(Stored data)
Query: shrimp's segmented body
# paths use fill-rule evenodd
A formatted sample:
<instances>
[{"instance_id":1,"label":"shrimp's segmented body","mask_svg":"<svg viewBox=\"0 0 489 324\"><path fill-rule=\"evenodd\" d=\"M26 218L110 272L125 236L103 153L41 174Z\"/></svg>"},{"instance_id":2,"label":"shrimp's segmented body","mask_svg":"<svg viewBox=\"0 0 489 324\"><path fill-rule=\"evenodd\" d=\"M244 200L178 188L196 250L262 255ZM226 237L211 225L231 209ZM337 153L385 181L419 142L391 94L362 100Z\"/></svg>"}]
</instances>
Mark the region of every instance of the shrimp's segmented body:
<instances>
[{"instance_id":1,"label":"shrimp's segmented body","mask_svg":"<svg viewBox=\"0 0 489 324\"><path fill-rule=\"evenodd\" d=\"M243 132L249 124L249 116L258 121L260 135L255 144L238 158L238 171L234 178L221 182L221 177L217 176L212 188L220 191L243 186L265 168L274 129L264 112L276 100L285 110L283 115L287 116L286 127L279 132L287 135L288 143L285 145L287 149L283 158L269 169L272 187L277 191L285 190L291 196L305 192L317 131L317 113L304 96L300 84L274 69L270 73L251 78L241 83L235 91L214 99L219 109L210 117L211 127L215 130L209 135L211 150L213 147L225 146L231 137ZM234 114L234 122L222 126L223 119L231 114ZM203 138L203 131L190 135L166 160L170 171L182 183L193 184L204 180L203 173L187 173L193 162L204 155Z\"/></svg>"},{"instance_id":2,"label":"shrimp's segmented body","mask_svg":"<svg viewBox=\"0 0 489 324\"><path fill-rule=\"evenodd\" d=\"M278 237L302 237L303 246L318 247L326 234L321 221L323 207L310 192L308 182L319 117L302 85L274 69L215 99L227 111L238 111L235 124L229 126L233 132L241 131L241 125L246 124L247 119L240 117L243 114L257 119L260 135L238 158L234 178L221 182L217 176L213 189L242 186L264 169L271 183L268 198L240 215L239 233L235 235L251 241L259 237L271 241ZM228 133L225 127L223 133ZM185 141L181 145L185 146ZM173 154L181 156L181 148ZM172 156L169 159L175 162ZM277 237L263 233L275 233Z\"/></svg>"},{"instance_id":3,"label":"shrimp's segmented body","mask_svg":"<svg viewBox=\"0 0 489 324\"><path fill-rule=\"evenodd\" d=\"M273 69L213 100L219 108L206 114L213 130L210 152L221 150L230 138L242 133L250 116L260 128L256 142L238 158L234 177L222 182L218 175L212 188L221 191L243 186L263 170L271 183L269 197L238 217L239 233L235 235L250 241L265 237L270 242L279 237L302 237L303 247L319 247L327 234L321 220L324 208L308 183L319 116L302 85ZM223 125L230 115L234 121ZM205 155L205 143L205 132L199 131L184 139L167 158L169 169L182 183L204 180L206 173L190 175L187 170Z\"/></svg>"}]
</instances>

> _Problem details_: Make an exact copy of every line in the data.

> _Task output_:
Query: shrimp's segmented body
# paths use fill-rule evenodd
A formatted sample:
<instances>
[{"instance_id":1,"label":"shrimp's segmented body","mask_svg":"<svg viewBox=\"0 0 489 324\"><path fill-rule=\"evenodd\" d=\"M26 218L110 272L125 236L103 153L41 174Z\"/></svg>"},{"instance_id":2,"label":"shrimp's segmented body","mask_svg":"<svg viewBox=\"0 0 489 324\"><path fill-rule=\"evenodd\" d=\"M244 200L178 188L196 250L262 255ZM226 237L211 225L231 209ZM337 153L385 181L419 142L391 94L362 100Z\"/></svg>"}]
</instances>
Mark the region of every instance of the shrimp's segmented body:
<instances>
[{"instance_id":1,"label":"shrimp's segmented body","mask_svg":"<svg viewBox=\"0 0 489 324\"><path fill-rule=\"evenodd\" d=\"M243 132L249 124L249 116L258 121L260 135L255 144L238 158L238 171L234 178L221 182L221 177L217 176L212 188L220 191L243 186L265 168L274 129L264 112L276 100L285 110L283 115L287 116L286 127L279 132L287 135L288 143L285 145L287 149L283 158L269 169L272 187L277 191L285 190L291 196L305 192L317 131L317 113L304 96L300 84L274 69L270 73L251 78L241 83L235 91L214 99L219 109L210 117L211 127L215 130L209 135L211 150L213 147L225 146L231 137ZM234 114L234 122L222 126L223 119L231 114ZM203 138L203 131L190 135L166 160L170 171L182 183L193 184L204 180L203 173L187 173L193 162L204 155Z\"/></svg>"},{"instance_id":2,"label":"shrimp's segmented body","mask_svg":"<svg viewBox=\"0 0 489 324\"><path fill-rule=\"evenodd\" d=\"M278 237L302 237L303 246L318 247L326 234L321 221L323 207L310 192L308 182L319 117L302 85L274 69L215 99L227 111L238 111L235 124L229 126L233 132L241 131L241 125L246 124L247 119L240 117L243 114L257 119L260 135L238 158L234 178L221 182L217 176L213 189L242 186L264 169L271 183L268 198L240 215L239 233L235 235L251 241L259 237L271 241ZM228 133L225 127L223 133ZM185 141L181 145L185 146ZM173 154L181 156L181 148ZM172 156L169 159L175 162ZM277 237L263 233L275 233Z\"/></svg>"},{"instance_id":3,"label":"shrimp's segmented body","mask_svg":"<svg viewBox=\"0 0 489 324\"><path fill-rule=\"evenodd\" d=\"M273 69L213 100L219 108L206 114L213 130L210 152L221 150L230 138L242 133L250 116L260 128L256 142L238 158L234 177L222 182L218 175L212 188L221 191L243 186L263 170L271 183L269 197L238 217L239 233L235 235L250 241L265 237L270 242L279 237L302 237L303 247L319 247L327 234L321 220L324 208L308 183L319 116L302 85ZM223 125L230 115L234 121ZM205 155L205 143L205 132L199 131L184 139L167 158L169 169L182 183L204 180L206 173L190 175L187 170Z\"/></svg>"}]
</instances>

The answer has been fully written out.